[Task requirements]
Filtering the records below, copy only those lines that include the word "logo".
[[ Exercise data open ]]
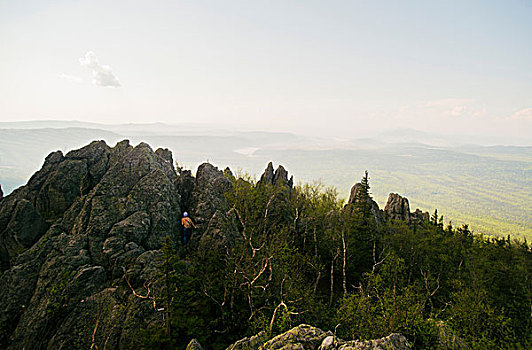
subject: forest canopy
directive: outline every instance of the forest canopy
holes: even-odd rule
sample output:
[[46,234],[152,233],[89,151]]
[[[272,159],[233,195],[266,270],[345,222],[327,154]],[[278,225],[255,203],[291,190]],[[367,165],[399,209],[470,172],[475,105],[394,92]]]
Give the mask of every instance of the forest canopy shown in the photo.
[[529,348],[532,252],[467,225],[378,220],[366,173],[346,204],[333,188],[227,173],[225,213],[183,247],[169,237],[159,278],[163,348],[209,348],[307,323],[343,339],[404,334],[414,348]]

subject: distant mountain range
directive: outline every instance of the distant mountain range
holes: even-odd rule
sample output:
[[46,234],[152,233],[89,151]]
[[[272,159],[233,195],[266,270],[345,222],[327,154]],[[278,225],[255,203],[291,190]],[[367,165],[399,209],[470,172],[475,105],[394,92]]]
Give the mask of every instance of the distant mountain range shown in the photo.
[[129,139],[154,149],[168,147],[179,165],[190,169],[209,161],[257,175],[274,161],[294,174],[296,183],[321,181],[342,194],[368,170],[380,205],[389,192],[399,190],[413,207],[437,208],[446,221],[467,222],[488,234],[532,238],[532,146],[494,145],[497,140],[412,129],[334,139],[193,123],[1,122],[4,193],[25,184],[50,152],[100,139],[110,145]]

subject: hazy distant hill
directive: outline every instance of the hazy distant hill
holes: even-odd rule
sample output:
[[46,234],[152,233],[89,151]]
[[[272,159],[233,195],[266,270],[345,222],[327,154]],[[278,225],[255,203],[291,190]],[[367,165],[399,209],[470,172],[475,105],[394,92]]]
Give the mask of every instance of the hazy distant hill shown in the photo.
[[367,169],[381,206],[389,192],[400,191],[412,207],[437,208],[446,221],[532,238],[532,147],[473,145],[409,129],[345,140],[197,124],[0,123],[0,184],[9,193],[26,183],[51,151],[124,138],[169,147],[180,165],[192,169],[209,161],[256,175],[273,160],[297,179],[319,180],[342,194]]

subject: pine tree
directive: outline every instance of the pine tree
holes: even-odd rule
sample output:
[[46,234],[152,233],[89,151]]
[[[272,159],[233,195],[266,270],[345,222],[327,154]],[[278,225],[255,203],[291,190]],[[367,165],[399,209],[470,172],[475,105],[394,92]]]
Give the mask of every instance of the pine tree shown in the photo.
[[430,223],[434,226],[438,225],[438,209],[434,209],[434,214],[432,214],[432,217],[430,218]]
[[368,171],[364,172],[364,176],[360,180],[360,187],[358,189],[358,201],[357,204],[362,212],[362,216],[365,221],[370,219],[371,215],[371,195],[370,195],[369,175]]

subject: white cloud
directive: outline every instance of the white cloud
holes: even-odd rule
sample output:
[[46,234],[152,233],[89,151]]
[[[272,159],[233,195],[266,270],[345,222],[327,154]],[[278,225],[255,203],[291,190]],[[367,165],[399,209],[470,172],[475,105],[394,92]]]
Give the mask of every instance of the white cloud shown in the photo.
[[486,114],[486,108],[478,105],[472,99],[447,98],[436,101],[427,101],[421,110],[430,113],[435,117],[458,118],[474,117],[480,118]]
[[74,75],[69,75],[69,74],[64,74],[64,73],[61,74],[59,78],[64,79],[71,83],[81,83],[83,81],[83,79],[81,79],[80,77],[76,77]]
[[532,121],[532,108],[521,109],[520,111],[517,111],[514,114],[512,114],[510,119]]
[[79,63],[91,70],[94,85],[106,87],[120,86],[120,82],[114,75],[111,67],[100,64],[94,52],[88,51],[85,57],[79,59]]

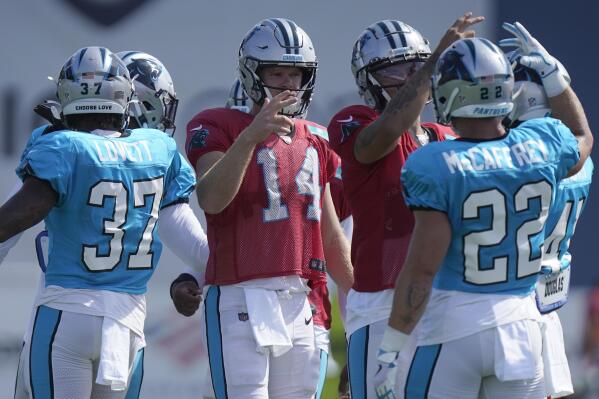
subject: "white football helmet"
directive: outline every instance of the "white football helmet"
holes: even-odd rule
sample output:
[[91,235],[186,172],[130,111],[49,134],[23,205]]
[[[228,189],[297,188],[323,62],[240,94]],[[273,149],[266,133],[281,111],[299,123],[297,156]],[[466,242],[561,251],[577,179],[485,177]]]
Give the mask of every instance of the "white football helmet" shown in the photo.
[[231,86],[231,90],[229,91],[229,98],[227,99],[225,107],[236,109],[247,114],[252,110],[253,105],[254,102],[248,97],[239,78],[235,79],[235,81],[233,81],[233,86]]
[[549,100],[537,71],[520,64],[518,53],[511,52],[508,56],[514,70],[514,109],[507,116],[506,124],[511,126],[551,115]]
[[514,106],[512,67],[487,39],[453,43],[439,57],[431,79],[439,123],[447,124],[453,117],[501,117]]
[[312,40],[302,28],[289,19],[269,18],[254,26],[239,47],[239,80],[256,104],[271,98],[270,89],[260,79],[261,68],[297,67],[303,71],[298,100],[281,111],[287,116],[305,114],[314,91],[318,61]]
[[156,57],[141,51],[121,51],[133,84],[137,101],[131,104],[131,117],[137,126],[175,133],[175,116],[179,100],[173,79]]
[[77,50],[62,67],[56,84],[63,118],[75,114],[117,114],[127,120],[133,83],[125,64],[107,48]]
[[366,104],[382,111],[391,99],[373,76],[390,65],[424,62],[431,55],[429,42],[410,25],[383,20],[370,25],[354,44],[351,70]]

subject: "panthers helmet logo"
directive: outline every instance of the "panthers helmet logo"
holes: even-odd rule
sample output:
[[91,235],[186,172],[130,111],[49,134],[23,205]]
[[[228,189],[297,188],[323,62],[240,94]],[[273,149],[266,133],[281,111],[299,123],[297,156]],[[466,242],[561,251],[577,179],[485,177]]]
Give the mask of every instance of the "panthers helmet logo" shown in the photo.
[[ Exercise data closed ]]
[Exercise solution]
subject: "panthers helmet logo"
directive: outline every instance of the "panthers helmet logo"
Give the mask of every instance of the "panthers helmet logo" shown in the photo.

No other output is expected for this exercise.